TEXT EXCERPT >>
----

Due to the Russian invasion of Ukraine, it might be more relevant than ever. While some of the footage was shot in Moscow, a significant amount was filmed in Kiev and Odessa. With the costs of war in Ukraine dominating the headlines, Sherburn hopes that this performance can help connect people to the situation in a more human way.

“It's a wonderful document of life in Ukraine in the twenties,” he said. “I thought it would be very relevant and give people context about the current events there.”

JJ Campbell
The score to "Man with a Movie Camera" will be performed live in San Antonio on Friday, July 15.

“Man with a Movie Camera” was originally commissioned by Joseph Stalin as a propaganda piece, but Sherburn believes it can be transformed into a more empathetic work of art that connects audiences with the people onscreen.

“I wanted to repurpose the film as more of a celebration of the human spirit,” he said.

The film includes plenty of industrial visuals from factory machinery to railways. But it also showcases many everyday, human moments, and Sherburn’s music brings these aspects to the forefront. The score is lively and exciting, and can be streamed on Spotify. In Sherburn’s words, “it's a little bit of rock and roll and a little bit of chamber music.”

----

WORK TO DO >>
1) From the film score article, set down the passage verbatim, beginning at the words "Due to the Russian" and stopping after "Friday, July 15.".
2) In the film score article, which two cities, apart from Moscow, are named as places where a significant amount of the footage was filmed?
The items that follow come from a different source than the film score article.

DATASET RECORDS >>

----

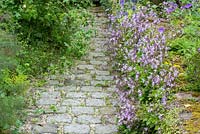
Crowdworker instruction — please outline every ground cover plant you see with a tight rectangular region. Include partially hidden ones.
[0,0,92,133]
[0,29,29,133]
[110,0,199,134]
[0,0,94,76]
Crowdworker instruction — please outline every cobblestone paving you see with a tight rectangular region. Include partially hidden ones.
[22,7,117,134]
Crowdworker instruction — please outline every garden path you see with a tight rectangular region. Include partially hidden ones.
[21,7,117,134]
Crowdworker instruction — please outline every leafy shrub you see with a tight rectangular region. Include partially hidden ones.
[110,4,178,134]
[0,0,92,48]
[165,0,200,91]
[187,50,200,91]
[0,29,19,70]
[0,0,92,76]
[0,69,29,133]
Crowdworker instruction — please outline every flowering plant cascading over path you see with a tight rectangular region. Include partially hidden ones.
[109,2,178,133]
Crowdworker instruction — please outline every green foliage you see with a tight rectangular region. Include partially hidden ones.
[0,0,89,48]
[0,0,92,76]
[100,0,114,12]
[187,52,200,91]
[168,1,200,91]
[0,29,19,70]
[0,70,29,133]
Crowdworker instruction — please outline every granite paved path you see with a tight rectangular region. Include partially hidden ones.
[22,7,117,134]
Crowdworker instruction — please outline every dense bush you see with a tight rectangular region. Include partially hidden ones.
[0,0,92,75]
[110,2,178,134]
[0,69,29,133]
[165,1,200,91]
[2,0,90,48]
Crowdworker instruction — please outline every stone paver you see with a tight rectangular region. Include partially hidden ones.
[24,7,118,134]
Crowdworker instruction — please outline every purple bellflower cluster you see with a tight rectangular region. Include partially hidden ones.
[163,2,192,14]
[109,5,178,128]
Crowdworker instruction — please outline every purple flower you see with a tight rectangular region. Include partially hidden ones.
[182,3,192,9]
[197,48,200,53]
[119,0,125,6]
[158,27,165,33]
[166,8,175,14]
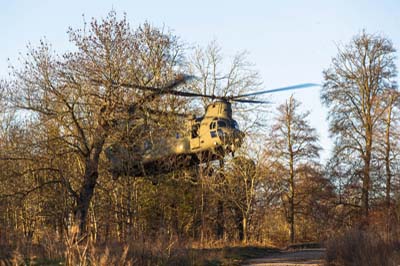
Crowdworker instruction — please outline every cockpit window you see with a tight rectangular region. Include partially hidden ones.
[218,120,226,127]
[231,120,239,130]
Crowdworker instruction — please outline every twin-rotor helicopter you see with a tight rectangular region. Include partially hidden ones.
[105,76,317,177]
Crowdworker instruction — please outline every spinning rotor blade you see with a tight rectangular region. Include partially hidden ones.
[231,83,320,100]
[230,99,271,104]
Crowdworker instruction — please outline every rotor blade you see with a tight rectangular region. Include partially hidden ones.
[232,83,321,99]
[231,99,271,104]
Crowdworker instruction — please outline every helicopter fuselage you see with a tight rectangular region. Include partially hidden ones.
[105,101,244,176]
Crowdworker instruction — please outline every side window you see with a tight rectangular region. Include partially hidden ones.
[143,140,153,151]
[210,121,217,130]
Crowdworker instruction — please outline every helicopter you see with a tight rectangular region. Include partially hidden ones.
[105,79,318,178]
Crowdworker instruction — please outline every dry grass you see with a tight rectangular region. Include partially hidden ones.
[326,230,400,266]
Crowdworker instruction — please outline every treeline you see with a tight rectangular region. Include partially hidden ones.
[0,12,400,264]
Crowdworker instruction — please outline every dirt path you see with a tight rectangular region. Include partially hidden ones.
[244,249,325,266]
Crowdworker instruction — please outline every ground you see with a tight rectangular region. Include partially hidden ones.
[244,248,325,266]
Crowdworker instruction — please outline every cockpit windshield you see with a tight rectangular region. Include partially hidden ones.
[218,120,226,127]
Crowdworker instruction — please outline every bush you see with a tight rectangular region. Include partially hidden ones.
[326,230,399,266]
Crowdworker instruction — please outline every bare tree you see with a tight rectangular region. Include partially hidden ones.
[10,12,184,232]
[268,96,320,243]
[321,32,396,222]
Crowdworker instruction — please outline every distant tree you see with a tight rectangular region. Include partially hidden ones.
[10,12,184,233]
[321,31,397,222]
[267,96,320,243]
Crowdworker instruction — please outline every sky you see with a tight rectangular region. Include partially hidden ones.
[0,0,400,159]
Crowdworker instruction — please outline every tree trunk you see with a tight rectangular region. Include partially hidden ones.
[385,100,394,242]
[242,215,247,244]
[74,141,104,235]
[361,127,372,223]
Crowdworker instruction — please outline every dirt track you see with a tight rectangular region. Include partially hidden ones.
[244,249,325,266]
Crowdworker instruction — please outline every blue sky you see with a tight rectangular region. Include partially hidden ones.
[0,0,400,158]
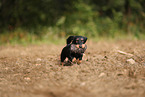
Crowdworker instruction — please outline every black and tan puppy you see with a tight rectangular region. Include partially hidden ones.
[61,36,87,65]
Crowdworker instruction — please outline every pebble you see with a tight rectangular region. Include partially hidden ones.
[98,73,106,77]
[126,58,135,64]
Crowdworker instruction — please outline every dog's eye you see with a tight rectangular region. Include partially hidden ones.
[76,40,79,43]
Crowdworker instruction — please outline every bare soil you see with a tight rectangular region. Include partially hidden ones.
[0,40,145,97]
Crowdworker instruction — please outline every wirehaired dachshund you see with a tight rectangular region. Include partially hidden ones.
[61,36,87,66]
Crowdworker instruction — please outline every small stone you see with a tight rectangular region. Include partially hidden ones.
[98,73,106,77]
[24,77,31,81]
[126,59,135,64]
[36,58,42,61]
[80,82,86,86]
[35,64,41,66]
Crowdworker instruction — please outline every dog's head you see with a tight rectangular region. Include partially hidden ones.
[67,36,87,48]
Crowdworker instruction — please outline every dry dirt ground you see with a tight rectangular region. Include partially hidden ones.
[0,41,145,97]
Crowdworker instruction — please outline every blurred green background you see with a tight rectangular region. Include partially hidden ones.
[0,0,145,44]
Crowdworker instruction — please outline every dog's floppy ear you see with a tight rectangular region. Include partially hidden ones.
[84,37,88,43]
[66,36,75,44]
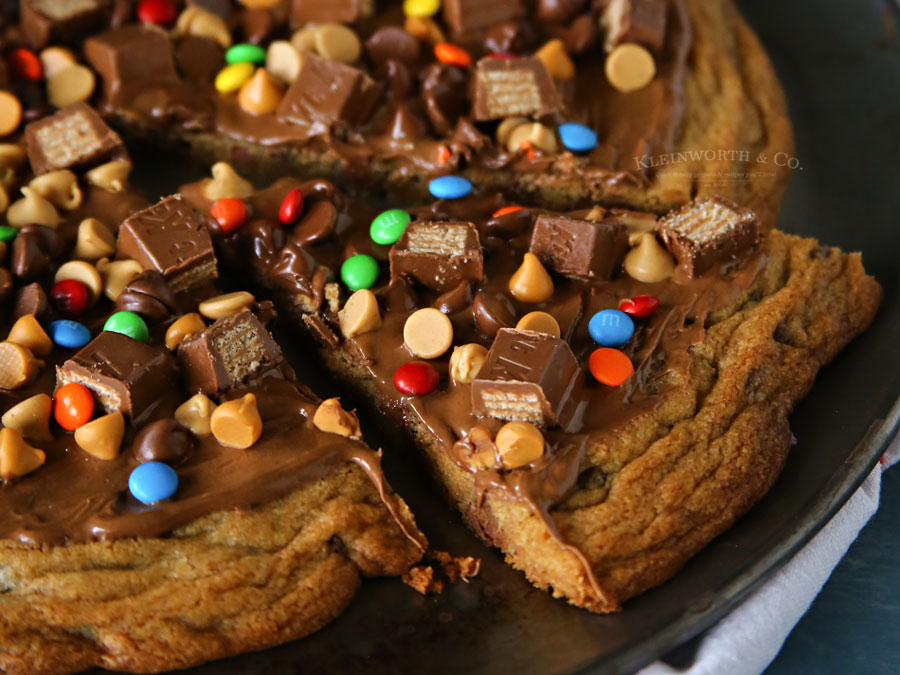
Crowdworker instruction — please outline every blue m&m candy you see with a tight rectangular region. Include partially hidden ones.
[47,319,91,347]
[128,462,178,504]
[588,309,634,347]
[557,122,597,152]
[428,176,472,199]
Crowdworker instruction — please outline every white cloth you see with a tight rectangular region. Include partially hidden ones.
[639,436,900,675]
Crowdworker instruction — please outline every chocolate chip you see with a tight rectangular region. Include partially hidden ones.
[131,418,194,465]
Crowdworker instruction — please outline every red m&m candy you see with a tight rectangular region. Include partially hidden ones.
[619,295,659,319]
[394,361,441,396]
[53,382,94,431]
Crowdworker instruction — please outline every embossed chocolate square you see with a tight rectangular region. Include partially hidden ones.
[25,103,127,176]
[472,57,563,121]
[178,311,281,396]
[275,53,381,129]
[529,215,628,279]
[656,197,760,277]
[56,331,175,420]
[116,195,218,293]
[472,328,584,427]
[443,0,525,33]
[389,221,484,293]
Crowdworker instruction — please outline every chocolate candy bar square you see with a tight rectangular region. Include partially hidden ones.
[657,197,760,277]
[291,0,375,28]
[19,0,112,49]
[25,103,127,176]
[116,195,218,293]
[472,57,563,121]
[529,215,628,279]
[389,221,484,293]
[178,311,281,396]
[443,0,524,33]
[472,328,584,427]
[56,331,175,420]
[275,53,381,129]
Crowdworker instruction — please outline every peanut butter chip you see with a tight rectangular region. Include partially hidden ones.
[313,23,362,63]
[203,162,253,202]
[403,307,453,359]
[75,411,125,459]
[212,394,262,450]
[606,43,656,93]
[509,253,553,302]
[166,312,206,351]
[200,291,256,321]
[494,422,544,469]
[0,340,44,389]
[313,398,362,438]
[516,312,561,337]
[450,342,487,384]
[47,65,97,108]
[6,187,62,227]
[338,288,381,338]
[0,394,53,442]
[28,169,82,211]
[0,429,47,481]
[624,232,675,284]
[0,91,22,136]
[4,314,53,360]
[266,40,303,84]
[84,159,131,192]
[506,122,559,155]
[175,394,216,436]
[238,68,284,115]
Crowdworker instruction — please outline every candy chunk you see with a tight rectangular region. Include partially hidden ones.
[529,215,628,279]
[25,103,127,175]
[116,195,218,293]
[472,328,584,427]
[657,197,760,277]
[472,57,563,121]
[56,331,174,420]
[178,311,281,395]
[275,54,381,129]
[389,221,484,293]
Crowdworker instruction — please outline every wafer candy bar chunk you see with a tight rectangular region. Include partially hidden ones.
[472,328,584,427]
[443,0,524,33]
[56,331,174,419]
[116,195,218,293]
[657,197,760,277]
[600,0,666,52]
[276,54,381,129]
[529,215,628,279]
[389,221,484,292]
[178,310,281,396]
[25,103,127,175]
[472,57,563,121]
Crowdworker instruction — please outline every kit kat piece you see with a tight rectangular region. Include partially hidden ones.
[56,331,174,420]
[389,221,484,293]
[25,103,127,176]
[657,197,760,277]
[472,57,563,121]
[178,311,281,396]
[472,328,584,427]
[529,215,628,279]
[275,53,381,129]
[116,195,218,293]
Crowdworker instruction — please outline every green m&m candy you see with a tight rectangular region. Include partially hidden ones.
[103,311,150,342]
[225,42,266,65]
[341,253,378,291]
[369,209,412,246]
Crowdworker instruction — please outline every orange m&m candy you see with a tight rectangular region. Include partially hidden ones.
[588,347,634,387]
[53,382,94,431]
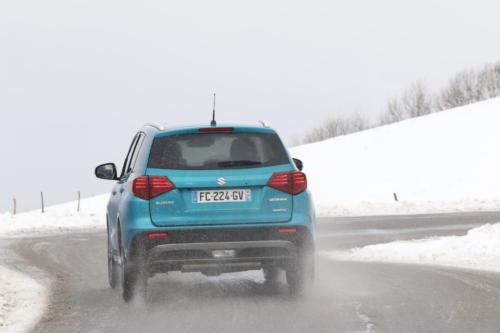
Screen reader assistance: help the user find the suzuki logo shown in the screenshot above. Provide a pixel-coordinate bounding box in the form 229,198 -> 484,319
217,177 -> 226,186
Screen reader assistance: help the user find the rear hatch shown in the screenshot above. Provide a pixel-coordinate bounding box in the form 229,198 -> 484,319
147,128 -> 293,226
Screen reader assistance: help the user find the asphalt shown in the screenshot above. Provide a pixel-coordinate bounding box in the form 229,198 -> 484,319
9,213 -> 500,333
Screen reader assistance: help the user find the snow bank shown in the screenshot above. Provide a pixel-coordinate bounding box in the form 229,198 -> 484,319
0,194 -> 109,237
0,251 -> 48,333
324,223 -> 500,272
291,98 -> 500,216
0,194 -> 109,332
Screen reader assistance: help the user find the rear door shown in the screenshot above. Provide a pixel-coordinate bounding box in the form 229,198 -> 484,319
147,129 -> 293,226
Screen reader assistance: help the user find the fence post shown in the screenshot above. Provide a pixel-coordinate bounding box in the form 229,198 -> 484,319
40,192 -> 45,213
76,191 -> 80,213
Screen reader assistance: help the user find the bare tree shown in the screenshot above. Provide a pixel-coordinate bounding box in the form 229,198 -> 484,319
302,113 -> 370,143
401,82 -> 433,118
379,98 -> 407,125
439,70 -> 481,110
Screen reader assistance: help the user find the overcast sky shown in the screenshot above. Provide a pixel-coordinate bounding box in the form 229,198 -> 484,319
0,0 -> 500,212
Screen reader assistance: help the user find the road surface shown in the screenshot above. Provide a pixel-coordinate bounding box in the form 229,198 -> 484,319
9,213 -> 500,333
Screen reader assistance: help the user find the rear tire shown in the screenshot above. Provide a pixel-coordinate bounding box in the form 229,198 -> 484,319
286,250 -> 315,295
118,223 -> 148,303
108,231 -> 120,289
122,261 -> 148,303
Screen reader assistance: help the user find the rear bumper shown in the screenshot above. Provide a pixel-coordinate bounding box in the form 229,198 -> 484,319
128,226 -> 314,274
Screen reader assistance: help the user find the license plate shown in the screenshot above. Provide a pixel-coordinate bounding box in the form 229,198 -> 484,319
192,189 -> 252,203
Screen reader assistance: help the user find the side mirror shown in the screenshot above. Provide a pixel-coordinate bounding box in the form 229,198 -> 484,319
95,163 -> 118,180
293,158 -> 304,171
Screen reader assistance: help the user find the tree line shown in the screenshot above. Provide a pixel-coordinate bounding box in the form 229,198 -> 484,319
300,61 -> 500,144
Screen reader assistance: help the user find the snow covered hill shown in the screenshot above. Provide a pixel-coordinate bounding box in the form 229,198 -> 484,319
0,194 -> 109,237
292,98 -> 500,215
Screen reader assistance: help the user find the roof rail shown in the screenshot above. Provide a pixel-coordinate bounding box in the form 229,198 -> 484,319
259,120 -> 270,128
144,123 -> 165,131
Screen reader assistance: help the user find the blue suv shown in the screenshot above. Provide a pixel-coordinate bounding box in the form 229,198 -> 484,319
95,124 -> 315,301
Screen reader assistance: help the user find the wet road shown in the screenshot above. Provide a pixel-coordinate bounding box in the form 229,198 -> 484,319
7,213 -> 500,333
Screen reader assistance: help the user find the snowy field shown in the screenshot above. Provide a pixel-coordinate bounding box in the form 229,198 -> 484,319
292,98 -> 500,216
0,194 -> 109,333
0,194 -> 109,237
323,223 -> 500,272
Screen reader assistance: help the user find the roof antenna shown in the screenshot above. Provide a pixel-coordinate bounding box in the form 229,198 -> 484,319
210,93 -> 217,126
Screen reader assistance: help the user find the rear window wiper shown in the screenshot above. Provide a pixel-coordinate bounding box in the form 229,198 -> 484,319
217,160 -> 262,168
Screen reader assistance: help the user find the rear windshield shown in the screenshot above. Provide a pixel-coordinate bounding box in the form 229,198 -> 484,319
148,132 -> 289,170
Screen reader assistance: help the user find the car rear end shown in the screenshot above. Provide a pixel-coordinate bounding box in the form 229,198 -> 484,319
128,126 -> 314,282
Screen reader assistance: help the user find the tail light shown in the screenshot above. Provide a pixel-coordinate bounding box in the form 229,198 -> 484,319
132,176 -> 175,200
267,171 -> 307,195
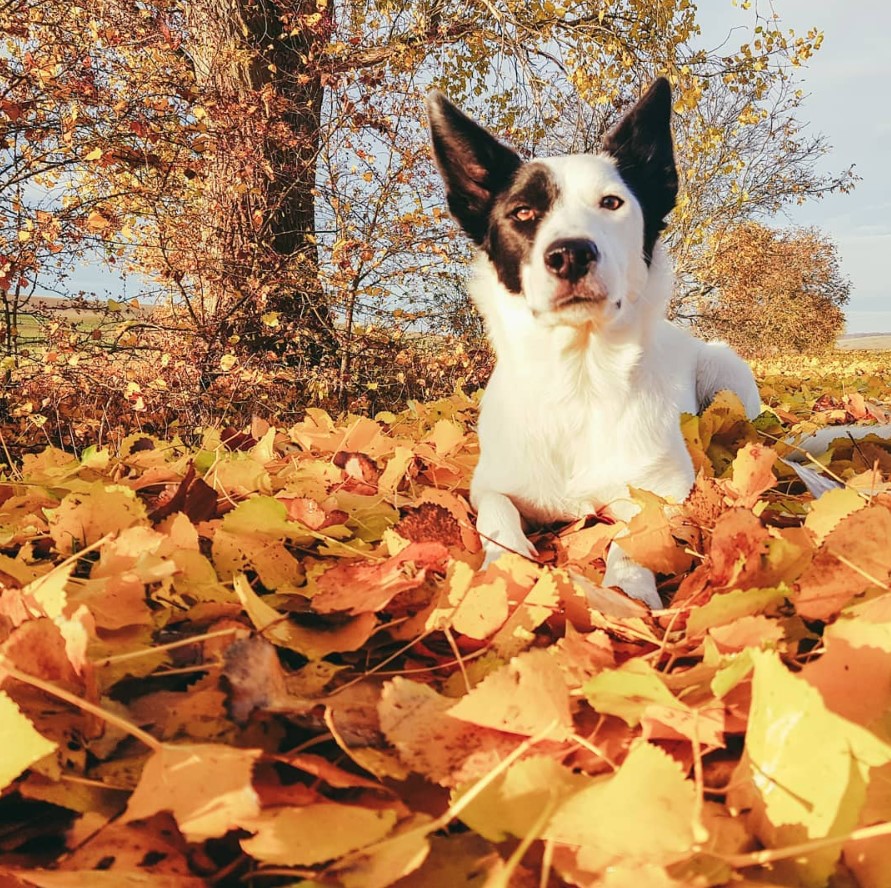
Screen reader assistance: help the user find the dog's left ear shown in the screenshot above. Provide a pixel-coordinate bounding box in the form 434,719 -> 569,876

----

RESULTS >>
1)
Due to the Russian invasion of Ukraine, it might be more relevant than ever. While some of the footage was shot in Moscow, a significant amount was filmed in Kiev and Odessa. With the costs of war in Ukraine dominating the headlines, Sherburn hopes that this performance can help connect people to the situation in a more human way.

“It's a wonderful document of life in Ukraine in the twenties,” he said. “I thought it would be very relevant and give people context about the current events there.”

JJ Campbell
The score to "Man with a Movie Camera" will be performed live in San Antonio on Friday, July 15.

2) Kiev and Odessa.